Data to use
☆ ☆ ☆

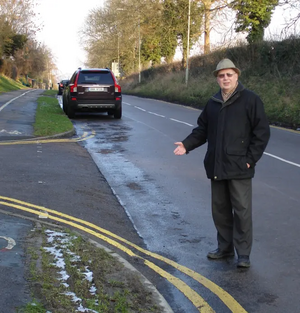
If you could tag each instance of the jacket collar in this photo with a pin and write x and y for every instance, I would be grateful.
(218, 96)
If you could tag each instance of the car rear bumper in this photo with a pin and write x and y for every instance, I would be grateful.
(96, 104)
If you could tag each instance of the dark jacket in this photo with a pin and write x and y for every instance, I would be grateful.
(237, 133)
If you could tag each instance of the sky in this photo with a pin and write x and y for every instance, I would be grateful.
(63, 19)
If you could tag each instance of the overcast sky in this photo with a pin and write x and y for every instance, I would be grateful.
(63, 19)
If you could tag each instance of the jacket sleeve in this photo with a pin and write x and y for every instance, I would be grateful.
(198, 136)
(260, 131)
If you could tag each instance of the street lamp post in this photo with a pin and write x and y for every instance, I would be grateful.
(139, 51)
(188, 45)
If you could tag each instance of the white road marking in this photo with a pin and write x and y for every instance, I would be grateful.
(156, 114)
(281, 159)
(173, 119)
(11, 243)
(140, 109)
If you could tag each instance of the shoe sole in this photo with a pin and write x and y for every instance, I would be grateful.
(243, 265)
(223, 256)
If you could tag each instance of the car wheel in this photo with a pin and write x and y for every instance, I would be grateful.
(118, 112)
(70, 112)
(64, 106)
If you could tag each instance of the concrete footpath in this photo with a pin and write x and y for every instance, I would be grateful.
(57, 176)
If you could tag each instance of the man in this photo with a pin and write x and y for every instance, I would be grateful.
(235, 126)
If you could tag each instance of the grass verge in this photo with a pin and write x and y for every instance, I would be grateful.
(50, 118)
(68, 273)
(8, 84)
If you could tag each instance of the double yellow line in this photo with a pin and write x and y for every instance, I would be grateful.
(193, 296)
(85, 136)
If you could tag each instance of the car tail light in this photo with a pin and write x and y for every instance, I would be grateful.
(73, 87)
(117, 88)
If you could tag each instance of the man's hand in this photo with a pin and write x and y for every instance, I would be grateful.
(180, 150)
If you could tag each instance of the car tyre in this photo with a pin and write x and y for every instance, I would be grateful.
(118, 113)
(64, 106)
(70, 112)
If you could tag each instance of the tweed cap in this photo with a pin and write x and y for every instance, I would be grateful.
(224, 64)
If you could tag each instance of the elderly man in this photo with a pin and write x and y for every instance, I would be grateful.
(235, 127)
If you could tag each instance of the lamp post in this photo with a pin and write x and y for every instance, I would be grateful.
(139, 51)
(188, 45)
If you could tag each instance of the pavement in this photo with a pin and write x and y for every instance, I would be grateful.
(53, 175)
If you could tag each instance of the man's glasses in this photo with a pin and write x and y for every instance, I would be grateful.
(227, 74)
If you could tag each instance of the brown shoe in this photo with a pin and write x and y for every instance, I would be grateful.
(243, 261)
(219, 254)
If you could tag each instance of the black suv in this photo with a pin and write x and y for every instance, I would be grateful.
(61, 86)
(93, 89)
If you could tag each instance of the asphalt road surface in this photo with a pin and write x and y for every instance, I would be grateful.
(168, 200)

☆ ☆ ☆

Instruction
Rewrite all of the data above, replacing "with a pin" with "with a marker" wherever it occurs and keeping everything else the same. Omit the pictures.

Answer
If you could tag each instance of the jacket collar in this photo with a marker and write x and y for every instance, I would be grateful.
(218, 96)
If you could tag each instance of the car rear bumper in this photo with a marker and write x and y for every instance, I would be grateful.
(96, 104)
If you could tag each instance of the dark jacket in this photo with a marker and write x and y for every instance, I would be grateful.
(237, 133)
If you could tag each instance of the sky in this photo with a marker and write x and y for every instance, I would be grateful.
(63, 19)
If you could tag each instance of the overcast sky in this photo with a marker and write x and y for every instance, I would be grateful.
(63, 19)
If you could tag each instance of the jacket sleeve in this photo with a marker and write x and y for every instance, I would be grateful.
(198, 136)
(260, 131)
If you could tag each instance of the street lamp post in this photo with a marker and write x and y for every instance, I would be grateful.
(139, 51)
(188, 45)
If you could tag each instance of the white road marking in this photo with a marker and write x and y for every instance, I would be grateful.
(156, 114)
(281, 159)
(173, 119)
(11, 243)
(140, 109)
If you could tag each instance of the shoe sole in this photo with a marker and write x and y for every instance, I would be grateful.
(243, 265)
(223, 256)
If you could tag each instance of the car wheel in this photo with a marker and write x and y for every instance, I would be grateful.
(118, 112)
(70, 112)
(64, 106)
If you could tag each instance of the concrete footpath in this photo with a marker and write x and y for every instance, I would be grateful.
(57, 176)
If you could tag each instance of the man in this photo with a marker and write x and y for every instance, I would be grateful.
(235, 126)
If you could tag each instance of the grass verge in this photo with a marker and write x and y for every instance, I would be grateful.
(50, 118)
(68, 273)
(8, 84)
If you could tag each instance of the double yellow line in this photo with a marker and write x and y for every instance, I would be grateful.
(193, 296)
(85, 136)
If you could tag each instance of the car tail light in this photo with a marker and write x and y for every instance, I would be grateful.
(73, 87)
(117, 88)
If you could tag each instance of the man's hand in this photo with a marker and write x and y for every instance, I would be grateful.
(180, 150)
If you could tag each instance of the car tyre in this photo with a marker and write x and y for every instance, I would be grateful.
(118, 113)
(64, 106)
(70, 112)
If you could tag each instance of the tweed cap in this photo with a marker and write x and y for every instance, I would be grateful.
(224, 64)
If you could tag each instance of the elderly man in this photo with a marker and write x and y for every instance, I would be grateful.
(235, 127)
If you could tag each instance of the lamp post in this photo with a marker and write x and y for every instance, I would be grateful.
(139, 51)
(188, 45)
If you could tag each instance of the pavement in this photo with a marker and write x and y for every instance, I would be grateful.
(53, 175)
If you could tag each instance of the man's glasses in this photo with a marker and write x and y for every instance, I would be grateful.
(227, 74)
If you could tag each instance of the brown shoe in this photo with a marker and write x and y for every instance, I would be grateful.
(243, 261)
(219, 254)
If you could tag each instance of the black suv in this photo with a marker and write x and y for every instance, I would be grateful.
(61, 86)
(93, 89)
If you could tag each instance of the asphalt road surface in this photo with a marker and write x and y for every instance, I would be grateful.
(168, 200)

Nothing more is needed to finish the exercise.